_WORK TASK:_ In the entries below, go to the line containing "Target: white picket railing" and repeat it along with every later line, exactly.
Segment Start: EXTRACTED MATERIAL
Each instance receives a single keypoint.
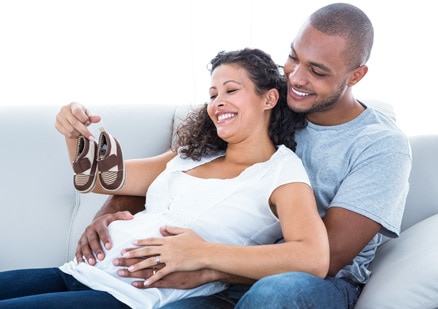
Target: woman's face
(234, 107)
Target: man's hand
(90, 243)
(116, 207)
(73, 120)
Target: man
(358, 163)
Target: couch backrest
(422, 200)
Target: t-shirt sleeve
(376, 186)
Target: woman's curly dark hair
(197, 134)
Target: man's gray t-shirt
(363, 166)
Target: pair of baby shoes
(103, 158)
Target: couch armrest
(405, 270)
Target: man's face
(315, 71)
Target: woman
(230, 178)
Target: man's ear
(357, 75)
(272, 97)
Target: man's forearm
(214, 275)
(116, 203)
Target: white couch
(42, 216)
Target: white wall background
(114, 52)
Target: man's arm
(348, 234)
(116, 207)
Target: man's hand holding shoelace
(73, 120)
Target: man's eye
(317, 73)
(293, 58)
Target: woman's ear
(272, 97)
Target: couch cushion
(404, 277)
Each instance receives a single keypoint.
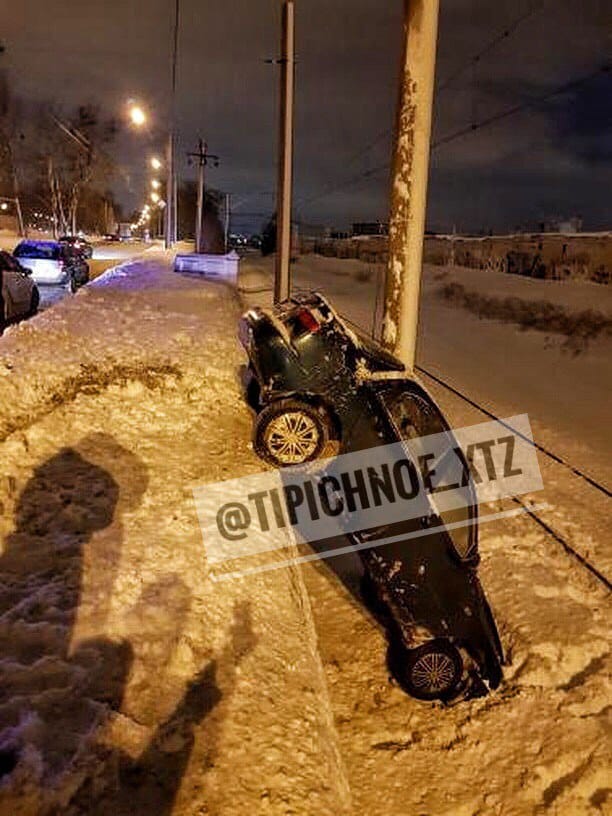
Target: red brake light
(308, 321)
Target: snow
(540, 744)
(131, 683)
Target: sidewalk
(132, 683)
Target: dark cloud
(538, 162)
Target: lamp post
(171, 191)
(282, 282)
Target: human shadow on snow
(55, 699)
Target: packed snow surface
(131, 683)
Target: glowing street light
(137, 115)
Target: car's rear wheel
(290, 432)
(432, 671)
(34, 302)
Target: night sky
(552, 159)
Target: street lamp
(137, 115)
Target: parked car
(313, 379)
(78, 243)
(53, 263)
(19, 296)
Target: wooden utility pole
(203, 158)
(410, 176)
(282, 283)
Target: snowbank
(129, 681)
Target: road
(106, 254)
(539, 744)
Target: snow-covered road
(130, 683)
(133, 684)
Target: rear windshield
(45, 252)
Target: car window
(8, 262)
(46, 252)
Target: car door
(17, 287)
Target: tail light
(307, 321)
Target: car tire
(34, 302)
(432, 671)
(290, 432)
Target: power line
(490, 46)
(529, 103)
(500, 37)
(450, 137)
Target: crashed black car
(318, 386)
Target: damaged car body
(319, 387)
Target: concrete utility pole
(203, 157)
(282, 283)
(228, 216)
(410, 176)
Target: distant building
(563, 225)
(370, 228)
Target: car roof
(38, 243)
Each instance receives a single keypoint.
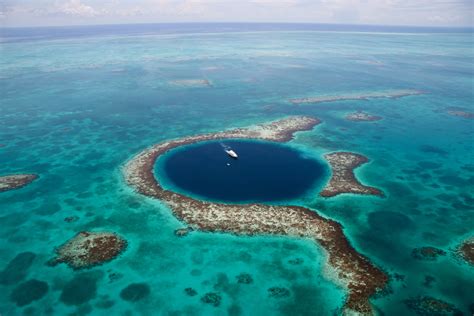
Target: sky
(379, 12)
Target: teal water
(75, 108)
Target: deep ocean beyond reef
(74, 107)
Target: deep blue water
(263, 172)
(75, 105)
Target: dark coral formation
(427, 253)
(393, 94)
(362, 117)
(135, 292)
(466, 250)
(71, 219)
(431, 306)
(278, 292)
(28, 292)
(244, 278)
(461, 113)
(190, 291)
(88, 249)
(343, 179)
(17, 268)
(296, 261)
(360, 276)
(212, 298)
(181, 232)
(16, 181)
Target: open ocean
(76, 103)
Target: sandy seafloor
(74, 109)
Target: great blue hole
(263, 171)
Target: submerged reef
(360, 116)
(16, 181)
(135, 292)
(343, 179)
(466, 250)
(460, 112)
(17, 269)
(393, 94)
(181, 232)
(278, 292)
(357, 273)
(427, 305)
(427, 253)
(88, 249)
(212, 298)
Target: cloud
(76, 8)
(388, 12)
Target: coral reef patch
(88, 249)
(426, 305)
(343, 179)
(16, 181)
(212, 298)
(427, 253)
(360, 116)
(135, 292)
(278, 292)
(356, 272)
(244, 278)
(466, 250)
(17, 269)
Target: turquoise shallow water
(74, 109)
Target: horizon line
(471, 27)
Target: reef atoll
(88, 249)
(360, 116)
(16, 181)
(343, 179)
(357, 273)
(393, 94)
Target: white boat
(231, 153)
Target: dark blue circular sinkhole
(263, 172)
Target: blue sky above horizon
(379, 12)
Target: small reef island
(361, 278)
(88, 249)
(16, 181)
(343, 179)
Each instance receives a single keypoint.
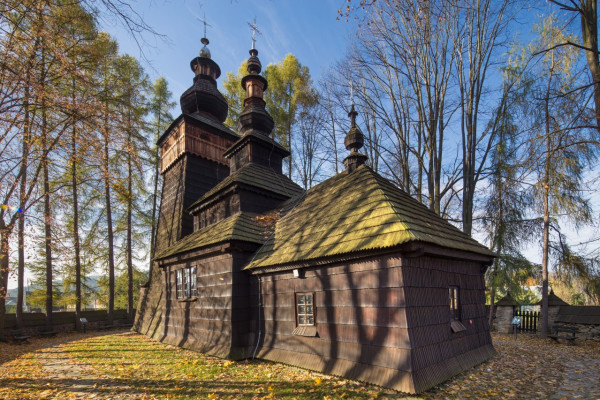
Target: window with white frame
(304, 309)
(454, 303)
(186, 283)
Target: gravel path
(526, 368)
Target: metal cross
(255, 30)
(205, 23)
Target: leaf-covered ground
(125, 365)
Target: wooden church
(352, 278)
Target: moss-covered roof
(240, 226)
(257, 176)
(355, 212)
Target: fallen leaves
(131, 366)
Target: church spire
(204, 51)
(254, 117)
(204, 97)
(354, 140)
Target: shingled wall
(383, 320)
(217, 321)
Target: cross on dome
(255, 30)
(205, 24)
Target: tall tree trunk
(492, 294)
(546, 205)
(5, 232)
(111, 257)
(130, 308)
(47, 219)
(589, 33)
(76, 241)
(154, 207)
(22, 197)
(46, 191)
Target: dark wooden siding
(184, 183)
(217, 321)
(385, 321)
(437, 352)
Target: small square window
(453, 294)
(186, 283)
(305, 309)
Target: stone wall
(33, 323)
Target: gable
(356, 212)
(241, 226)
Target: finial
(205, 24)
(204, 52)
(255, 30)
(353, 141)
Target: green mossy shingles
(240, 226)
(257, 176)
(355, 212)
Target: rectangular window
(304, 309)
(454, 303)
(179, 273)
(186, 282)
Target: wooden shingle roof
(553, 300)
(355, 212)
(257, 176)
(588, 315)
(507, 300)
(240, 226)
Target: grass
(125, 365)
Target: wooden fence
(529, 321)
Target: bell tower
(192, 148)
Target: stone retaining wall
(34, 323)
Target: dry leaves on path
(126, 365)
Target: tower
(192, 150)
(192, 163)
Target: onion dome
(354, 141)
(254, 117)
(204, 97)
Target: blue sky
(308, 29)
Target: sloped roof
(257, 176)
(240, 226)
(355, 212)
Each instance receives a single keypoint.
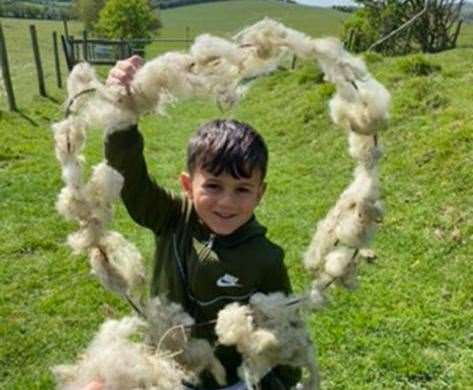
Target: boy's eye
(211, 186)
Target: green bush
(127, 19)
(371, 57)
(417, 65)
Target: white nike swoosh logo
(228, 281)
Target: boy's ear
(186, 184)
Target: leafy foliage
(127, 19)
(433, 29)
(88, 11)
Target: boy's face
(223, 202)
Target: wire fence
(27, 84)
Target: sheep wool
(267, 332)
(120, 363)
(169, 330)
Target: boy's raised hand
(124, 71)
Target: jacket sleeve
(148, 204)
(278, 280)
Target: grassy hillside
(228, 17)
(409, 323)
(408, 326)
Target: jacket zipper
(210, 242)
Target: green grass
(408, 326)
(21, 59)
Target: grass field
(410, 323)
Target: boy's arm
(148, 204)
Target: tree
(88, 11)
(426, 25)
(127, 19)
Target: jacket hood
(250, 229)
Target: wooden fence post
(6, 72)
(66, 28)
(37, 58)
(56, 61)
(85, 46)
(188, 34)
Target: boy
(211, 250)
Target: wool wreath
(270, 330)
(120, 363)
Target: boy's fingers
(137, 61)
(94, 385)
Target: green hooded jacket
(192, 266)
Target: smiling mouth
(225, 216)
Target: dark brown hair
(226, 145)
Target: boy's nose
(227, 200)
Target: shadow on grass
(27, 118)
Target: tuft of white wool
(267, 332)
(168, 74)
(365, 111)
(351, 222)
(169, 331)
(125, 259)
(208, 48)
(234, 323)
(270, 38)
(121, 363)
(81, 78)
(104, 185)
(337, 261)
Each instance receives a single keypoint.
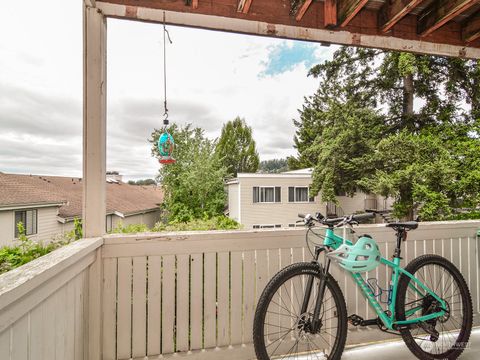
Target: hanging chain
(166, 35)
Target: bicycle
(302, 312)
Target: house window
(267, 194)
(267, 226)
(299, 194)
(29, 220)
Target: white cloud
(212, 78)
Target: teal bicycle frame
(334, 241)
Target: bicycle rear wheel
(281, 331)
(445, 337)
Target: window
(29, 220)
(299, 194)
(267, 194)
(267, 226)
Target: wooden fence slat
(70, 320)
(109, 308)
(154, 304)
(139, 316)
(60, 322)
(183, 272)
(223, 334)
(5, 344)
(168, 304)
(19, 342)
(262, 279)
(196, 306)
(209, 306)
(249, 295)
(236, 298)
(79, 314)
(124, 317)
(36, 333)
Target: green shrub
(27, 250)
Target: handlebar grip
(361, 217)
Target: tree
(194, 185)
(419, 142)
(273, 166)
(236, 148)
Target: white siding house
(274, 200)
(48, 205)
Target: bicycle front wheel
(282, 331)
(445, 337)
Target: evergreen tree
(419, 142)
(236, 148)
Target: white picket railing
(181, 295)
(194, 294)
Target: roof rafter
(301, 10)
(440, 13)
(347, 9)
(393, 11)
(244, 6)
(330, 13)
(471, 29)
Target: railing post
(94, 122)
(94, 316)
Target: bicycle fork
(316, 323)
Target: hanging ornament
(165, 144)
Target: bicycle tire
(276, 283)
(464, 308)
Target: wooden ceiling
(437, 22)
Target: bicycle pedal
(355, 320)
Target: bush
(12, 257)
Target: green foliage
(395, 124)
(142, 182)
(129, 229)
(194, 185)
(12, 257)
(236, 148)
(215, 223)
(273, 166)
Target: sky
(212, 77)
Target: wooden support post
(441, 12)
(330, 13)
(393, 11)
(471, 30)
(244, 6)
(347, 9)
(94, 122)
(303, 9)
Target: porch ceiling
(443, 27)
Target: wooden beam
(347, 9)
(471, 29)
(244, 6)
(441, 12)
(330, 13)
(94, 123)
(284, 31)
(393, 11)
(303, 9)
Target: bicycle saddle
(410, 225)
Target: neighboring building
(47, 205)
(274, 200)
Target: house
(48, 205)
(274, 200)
Segment End: EXTRACTED MATERIAL
_REPLY TO THE EXERCISE:_
Target: white picket railing
(181, 295)
(194, 294)
Target: roof rafter
(301, 10)
(440, 13)
(347, 9)
(393, 11)
(244, 6)
(330, 13)
(471, 29)
Target: railing post
(94, 122)
(94, 316)
Target: bicycle fork
(316, 323)
Target: hanging ornament
(165, 144)
Target: bicycle tire
(276, 283)
(464, 308)
Target: wooden ceiling
(437, 22)
Target: bicycle pedal
(355, 320)
Target: bush
(12, 257)
Target: green foliage
(395, 124)
(142, 182)
(129, 229)
(194, 185)
(12, 257)
(236, 148)
(215, 223)
(273, 166)
Target: sky
(212, 77)
Target: wooden support post
(441, 12)
(330, 13)
(393, 11)
(471, 30)
(244, 6)
(347, 9)
(94, 122)
(303, 9)
Target: porch ceiling
(443, 27)
Target: wooden beam
(347, 9)
(471, 29)
(244, 6)
(441, 12)
(330, 13)
(94, 123)
(284, 31)
(393, 11)
(303, 9)
Target: bicycle saddle
(410, 225)
Target: neighboring building
(47, 205)
(274, 200)
Target: house
(48, 205)
(274, 200)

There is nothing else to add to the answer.